Selected passage
###

A Short Bit About School

There’s a scene from that marvelous film, The Dead Poets Society, in which Robin Williams playing teacher John Keating has a brief conversation with Mr. Nolan, the headmaster of the school played by Norman Lloyd, about the purpose of his job.

“I thought my job was to teach them to think,” says Keating.

“Not on your life,” Mr. Nolan snaps back.  “They can learn that in college.”

Or something like that.  You get the point, anyway.

I just finished reading John Taylor Gatto’s thick, data-packed screed on American public schools, The Underground History of American Education.  Gatto taught in New York City for 30 years and the year he achieved teacher-of-the-year status, both citywide and statewide, he resigned, fed up finally with fighting a losing battle against a system he declares page after page in this book to be fundamentally malign.

###

Supplied information

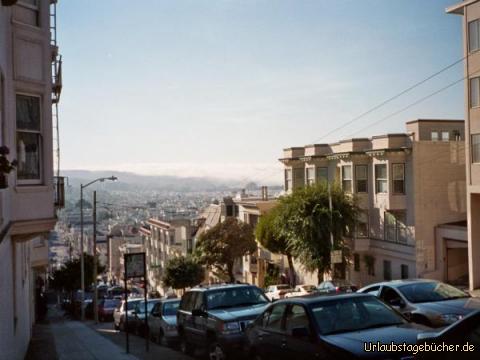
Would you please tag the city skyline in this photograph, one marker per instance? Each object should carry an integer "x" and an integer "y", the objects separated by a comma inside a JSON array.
[{"x": 210, "y": 83}]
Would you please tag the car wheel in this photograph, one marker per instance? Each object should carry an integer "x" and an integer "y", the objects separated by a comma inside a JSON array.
[
  {"x": 186, "y": 347},
  {"x": 216, "y": 352}
]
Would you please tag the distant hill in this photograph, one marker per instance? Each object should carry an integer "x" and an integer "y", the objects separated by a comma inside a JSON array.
[{"x": 170, "y": 183}]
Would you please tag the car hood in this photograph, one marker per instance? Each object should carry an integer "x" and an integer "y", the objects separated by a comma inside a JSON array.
[
  {"x": 239, "y": 313},
  {"x": 456, "y": 306},
  {"x": 357, "y": 341},
  {"x": 170, "y": 320}
]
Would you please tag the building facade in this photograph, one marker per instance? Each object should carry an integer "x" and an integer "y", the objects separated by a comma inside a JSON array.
[
  {"x": 470, "y": 10},
  {"x": 405, "y": 185},
  {"x": 164, "y": 241},
  {"x": 29, "y": 86}
]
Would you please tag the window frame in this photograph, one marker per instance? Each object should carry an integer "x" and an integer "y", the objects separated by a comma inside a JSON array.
[
  {"x": 39, "y": 133},
  {"x": 377, "y": 179},
  {"x": 474, "y": 159},
  {"x": 470, "y": 92},
  {"x": 395, "y": 180},
  {"x": 361, "y": 179},
  {"x": 350, "y": 180}
]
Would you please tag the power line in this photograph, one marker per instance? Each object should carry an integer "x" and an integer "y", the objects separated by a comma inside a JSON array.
[{"x": 383, "y": 103}]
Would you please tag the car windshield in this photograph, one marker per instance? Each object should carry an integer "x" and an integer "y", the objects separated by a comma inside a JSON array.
[
  {"x": 353, "y": 314},
  {"x": 430, "y": 292},
  {"x": 170, "y": 308},
  {"x": 132, "y": 304},
  {"x": 233, "y": 297}
]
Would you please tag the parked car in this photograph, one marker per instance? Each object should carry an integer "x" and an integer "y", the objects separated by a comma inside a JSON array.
[
  {"x": 301, "y": 290},
  {"x": 138, "y": 319},
  {"x": 329, "y": 327},
  {"x": 106, "y": 307},
  {"x": 215, "y": 317},
  {"x": 162, "y": 322},
  {"x": 427, "y": 302},
  {"x": 276, "y": 292},
  {"x": 465, "y": 332},
  {"x": 336, "y": 287},
  {"x": 119, "y": 313}
]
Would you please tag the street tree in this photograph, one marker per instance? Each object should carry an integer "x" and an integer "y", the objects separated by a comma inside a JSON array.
[
  {"x": 183, "y": 272},
  {"x": 220, "y": 246},
  {"x": 270, "y": 235},
  {"x": 308, "y": 222}
]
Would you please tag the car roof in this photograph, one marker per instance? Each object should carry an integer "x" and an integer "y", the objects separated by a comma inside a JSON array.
[
  {"x": 219, "y": 286},
  {"x": 315, "y": 298},
  {"x": 397, "y": 283}
]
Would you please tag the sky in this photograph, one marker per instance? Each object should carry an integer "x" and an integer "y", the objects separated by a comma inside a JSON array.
[{"x": 219, "y": 87}]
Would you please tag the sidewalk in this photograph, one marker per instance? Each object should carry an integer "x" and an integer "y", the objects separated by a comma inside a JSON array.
[{"x": 64, "y": 339}]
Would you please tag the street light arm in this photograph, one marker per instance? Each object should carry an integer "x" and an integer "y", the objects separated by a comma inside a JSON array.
[{"x": 111, "y": 178}]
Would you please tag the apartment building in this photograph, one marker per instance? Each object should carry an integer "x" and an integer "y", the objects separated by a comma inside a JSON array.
[
  {"x": 29, "y": 86},
  {"x": 409, "y": 187},
  {"x": 164, "y": 241},
  {"x": 470, "y": 10}
]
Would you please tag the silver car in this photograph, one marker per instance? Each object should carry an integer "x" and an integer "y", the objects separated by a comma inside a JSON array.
[
  {"x": 428, "y": 302},
  {"x": 162, "y": 322}
]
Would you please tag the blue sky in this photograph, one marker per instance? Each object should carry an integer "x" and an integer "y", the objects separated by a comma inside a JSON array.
[{"x": 220, "y": 87}]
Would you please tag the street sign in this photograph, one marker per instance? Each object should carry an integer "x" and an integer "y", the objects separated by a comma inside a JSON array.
[
  {"x": 134, "y": 265},
  {"x": 336, "y": 257}
]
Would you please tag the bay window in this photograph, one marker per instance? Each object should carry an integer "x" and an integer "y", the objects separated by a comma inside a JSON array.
[{"x": 28, "y": 120}]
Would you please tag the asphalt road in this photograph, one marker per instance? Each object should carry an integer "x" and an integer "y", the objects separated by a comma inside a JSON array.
[{"x": 137, "y": 344}]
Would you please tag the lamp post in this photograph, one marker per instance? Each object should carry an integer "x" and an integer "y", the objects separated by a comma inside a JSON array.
[{"x": 82, "y": 260}]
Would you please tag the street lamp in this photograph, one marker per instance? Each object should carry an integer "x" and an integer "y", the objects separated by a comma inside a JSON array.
[{"x": 82, "y": 260}]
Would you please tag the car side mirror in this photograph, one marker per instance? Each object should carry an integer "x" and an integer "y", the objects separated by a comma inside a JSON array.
[
  {"x": 198, "y": 312},
  {"x": 301, "y": 332}
]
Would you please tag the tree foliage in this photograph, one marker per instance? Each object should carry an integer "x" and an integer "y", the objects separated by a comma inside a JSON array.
[
  {"x": 306, "y": 222},
  {"x": 68, "y": 277},
  {"x": 182, "y": 272},
  {"x": 226, "y": 242},
  {"x": 272, "y": 237}
]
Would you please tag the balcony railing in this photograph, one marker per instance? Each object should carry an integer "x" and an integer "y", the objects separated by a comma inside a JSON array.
[{"x": 59, "y": 192}]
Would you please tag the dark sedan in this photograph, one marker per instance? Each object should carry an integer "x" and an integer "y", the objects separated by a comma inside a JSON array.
[
  {"x": 427, "y": 302},
  {"x": 462, "y": 338},
  {"x": 330, "y": 327}
]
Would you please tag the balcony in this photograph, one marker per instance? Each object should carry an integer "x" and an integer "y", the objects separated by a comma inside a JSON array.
[{"x": 59, "y": 193}]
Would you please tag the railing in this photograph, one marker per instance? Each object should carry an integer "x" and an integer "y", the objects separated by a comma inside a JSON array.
[{"x": 59, "y": 192}]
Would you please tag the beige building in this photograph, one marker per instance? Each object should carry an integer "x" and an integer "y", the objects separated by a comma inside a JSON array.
[
  {"x": 164, "y": 241},
  {"x": 407, "y": 186},
  {"x": 470, "y": 10},
  {"x": 29, "y": 86}
]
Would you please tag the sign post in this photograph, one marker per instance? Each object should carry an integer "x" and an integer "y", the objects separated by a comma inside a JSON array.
[{"x": 136, "y": 267}]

###

Request 1
According to the text about school, why did Gatto resign? Answer in one to three sentences.
Request 2
List every person or film character named in the text about school.
Request 3
Return a passage from the text about school without changes. Begin at the words "I just finished" and stop after "be fundamentally malign.".
The records are material separate from the text about school.

Written solution 1
Gatto resigned because he was finally fed up with fighting a losing battle against a system he considered fundamentally malign.

Written solution 2
Robin Williams, John Keating, Mr. Nolan, Norman Lloyd, John Taylor Gatto

Written solution 3
I just finished reading John Taylor Gatto’s thick, data-packed screed on American public schools, The Underground History of American Education.  Gatto taught in New York City for 30 years and the year he achieved teacher-of-the-year status, both citywide and statewide, he resigned, fed up finally with fighting a losing battle against a system he declares page after page in this book to be fundamentally malign.